• _WHAT IS EXPECTED_
Please copy out the items from the line that contains "Run detection on lip" through the line that contains "[[0, 0, 512, 512]]", inclusive, raising every bounding-box coordinate in their answers by 27 and leaving all other text unchanged.

• _MATERIALS PROVIDED_
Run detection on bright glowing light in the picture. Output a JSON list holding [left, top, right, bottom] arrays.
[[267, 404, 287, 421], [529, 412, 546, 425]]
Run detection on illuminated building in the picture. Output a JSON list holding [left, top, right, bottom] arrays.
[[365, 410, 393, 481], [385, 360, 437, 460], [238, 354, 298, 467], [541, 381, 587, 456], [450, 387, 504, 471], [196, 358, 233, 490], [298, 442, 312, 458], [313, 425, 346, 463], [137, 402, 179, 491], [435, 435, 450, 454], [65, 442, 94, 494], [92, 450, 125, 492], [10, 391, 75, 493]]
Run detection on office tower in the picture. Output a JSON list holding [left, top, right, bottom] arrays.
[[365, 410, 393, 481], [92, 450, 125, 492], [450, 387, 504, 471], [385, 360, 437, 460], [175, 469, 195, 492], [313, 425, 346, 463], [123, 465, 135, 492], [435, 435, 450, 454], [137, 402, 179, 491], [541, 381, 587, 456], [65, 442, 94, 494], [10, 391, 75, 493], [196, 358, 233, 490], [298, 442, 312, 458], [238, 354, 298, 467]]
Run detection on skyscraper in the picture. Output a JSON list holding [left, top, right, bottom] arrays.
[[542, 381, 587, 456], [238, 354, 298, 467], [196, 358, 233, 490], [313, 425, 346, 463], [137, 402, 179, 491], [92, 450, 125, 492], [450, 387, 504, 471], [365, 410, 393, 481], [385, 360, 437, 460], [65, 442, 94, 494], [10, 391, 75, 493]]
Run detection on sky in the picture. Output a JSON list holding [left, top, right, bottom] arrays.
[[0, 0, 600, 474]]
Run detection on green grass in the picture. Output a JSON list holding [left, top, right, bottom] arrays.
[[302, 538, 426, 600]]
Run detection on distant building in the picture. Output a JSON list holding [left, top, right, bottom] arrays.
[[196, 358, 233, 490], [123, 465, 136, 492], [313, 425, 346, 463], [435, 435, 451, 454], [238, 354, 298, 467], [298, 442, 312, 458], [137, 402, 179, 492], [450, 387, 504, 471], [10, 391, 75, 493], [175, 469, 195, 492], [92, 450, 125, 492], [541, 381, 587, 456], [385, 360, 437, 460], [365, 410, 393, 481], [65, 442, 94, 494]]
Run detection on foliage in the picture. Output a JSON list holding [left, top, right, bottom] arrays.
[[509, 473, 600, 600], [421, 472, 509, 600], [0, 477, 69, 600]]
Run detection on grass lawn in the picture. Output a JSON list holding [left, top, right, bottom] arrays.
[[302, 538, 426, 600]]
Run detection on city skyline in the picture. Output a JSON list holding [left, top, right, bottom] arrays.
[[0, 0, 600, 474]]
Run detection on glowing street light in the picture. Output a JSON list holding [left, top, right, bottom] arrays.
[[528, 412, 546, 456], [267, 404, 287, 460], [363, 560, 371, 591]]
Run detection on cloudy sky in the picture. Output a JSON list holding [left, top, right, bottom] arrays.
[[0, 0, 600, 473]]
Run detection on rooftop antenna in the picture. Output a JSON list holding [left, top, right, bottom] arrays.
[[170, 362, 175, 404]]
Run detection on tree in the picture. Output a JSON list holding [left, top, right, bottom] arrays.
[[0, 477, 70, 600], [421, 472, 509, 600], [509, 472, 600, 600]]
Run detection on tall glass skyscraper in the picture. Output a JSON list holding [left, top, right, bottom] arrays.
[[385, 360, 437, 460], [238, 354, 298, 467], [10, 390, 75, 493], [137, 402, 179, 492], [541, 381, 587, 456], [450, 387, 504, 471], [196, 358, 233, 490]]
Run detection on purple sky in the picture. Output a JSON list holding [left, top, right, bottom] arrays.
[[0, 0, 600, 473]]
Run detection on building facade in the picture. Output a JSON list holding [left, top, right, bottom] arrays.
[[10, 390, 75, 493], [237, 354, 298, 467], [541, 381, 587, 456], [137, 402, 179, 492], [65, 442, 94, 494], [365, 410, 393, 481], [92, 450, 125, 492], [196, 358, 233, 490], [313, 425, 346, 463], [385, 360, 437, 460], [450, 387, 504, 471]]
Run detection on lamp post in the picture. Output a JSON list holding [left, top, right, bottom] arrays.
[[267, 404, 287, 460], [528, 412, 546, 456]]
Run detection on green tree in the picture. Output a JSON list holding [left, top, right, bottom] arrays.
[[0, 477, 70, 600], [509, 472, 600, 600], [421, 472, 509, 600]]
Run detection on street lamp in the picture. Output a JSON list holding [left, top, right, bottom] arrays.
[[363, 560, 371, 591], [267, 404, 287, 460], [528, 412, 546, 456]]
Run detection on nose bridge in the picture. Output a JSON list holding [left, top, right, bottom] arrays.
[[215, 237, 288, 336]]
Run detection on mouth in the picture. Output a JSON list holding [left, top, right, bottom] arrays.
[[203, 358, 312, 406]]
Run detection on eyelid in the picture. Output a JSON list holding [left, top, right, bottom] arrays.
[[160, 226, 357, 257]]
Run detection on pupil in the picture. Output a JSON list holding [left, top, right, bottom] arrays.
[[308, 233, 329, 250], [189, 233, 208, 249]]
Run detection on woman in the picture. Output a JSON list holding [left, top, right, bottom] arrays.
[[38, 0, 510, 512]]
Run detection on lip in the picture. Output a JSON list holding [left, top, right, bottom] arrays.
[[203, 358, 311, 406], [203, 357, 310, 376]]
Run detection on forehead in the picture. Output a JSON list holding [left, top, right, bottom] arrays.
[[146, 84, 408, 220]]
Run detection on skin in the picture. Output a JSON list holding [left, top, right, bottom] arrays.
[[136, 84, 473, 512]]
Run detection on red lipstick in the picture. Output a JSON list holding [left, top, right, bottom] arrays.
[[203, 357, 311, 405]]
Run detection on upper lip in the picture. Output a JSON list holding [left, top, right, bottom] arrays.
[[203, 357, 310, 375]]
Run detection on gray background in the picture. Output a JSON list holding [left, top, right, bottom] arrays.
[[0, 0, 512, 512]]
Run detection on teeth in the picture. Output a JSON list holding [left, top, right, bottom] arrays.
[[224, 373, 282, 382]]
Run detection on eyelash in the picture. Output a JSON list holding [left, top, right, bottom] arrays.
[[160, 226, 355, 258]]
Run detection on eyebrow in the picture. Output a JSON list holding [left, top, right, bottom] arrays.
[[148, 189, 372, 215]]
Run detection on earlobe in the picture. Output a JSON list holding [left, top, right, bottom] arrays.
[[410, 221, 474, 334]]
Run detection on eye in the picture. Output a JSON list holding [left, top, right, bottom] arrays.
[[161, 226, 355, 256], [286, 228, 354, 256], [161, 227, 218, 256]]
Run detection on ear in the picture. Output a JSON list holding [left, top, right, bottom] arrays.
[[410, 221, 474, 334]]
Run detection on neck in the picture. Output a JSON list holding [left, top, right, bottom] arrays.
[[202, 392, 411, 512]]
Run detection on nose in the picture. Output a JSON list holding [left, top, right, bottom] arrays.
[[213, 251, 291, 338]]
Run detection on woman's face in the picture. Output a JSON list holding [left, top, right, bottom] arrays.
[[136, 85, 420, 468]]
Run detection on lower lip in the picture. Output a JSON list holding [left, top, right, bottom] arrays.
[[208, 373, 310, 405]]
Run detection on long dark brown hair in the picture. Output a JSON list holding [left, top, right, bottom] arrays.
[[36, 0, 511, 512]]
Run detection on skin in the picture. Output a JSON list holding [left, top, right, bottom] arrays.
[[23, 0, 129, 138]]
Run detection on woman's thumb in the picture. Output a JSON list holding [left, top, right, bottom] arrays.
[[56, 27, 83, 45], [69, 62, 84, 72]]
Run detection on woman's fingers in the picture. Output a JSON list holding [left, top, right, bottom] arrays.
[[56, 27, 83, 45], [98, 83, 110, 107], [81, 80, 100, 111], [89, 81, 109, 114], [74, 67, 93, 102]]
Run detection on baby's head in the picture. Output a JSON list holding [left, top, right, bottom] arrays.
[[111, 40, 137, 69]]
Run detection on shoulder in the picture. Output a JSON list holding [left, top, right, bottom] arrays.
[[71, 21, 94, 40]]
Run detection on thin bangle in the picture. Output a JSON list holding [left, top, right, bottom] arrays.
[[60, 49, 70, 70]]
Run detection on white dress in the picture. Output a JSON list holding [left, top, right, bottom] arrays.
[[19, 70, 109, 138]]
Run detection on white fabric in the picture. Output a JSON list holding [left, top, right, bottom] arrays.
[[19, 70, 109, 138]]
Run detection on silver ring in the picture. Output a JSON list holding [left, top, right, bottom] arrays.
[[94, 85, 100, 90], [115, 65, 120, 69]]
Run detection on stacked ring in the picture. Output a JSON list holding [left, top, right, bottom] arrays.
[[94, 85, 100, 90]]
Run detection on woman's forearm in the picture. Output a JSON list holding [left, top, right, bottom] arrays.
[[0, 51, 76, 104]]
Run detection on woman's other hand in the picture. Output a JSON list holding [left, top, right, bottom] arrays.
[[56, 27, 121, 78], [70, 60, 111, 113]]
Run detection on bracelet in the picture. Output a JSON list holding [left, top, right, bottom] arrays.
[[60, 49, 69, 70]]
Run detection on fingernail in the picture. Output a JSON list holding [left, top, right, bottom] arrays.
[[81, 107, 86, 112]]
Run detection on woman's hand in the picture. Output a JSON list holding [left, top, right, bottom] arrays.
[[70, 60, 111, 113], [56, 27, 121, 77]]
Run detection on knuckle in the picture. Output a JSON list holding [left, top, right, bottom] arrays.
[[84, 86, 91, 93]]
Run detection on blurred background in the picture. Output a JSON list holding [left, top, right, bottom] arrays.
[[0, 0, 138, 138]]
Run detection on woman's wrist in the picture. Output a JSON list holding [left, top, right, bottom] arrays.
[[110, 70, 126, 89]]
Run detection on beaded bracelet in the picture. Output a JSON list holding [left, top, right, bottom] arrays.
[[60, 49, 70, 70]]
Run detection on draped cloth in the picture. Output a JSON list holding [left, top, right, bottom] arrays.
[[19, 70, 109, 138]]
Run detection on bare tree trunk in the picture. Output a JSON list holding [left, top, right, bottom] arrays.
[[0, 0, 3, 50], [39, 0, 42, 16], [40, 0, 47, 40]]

• _SOLUTION TO THIS EXERCISE_
Run detection on lip in the picture. Output a JSON list holding [left, top, right, bottom] arrays.
[[230, 385, 338, 433], [230, 384, 337, 403]]
Run detection on forehead in the picture. Output a JSON list holding [left, top, right, bottom] arrays.
[[173, 111, 435, 247]]
Run detection on skin in the picture. Output a JSON list holding [left, top, right, bottom] arrays.
[[163, 111, 500, 539]]
Run detection on red lipstick in the picture. Output a JSON list holding [left, top, right, bottom] arrays.
[[230, 384, 338, 432]]
Run detection on upper lip in the picture. Output a JSON list holding [left, top, right, bottom] arrays.
[[230, 384, 337, 402]]
Run detection on gray background in the picture. Output a JSON list holding [left, top, right, bottom] arrays.
[[27, 27, 539, 539]]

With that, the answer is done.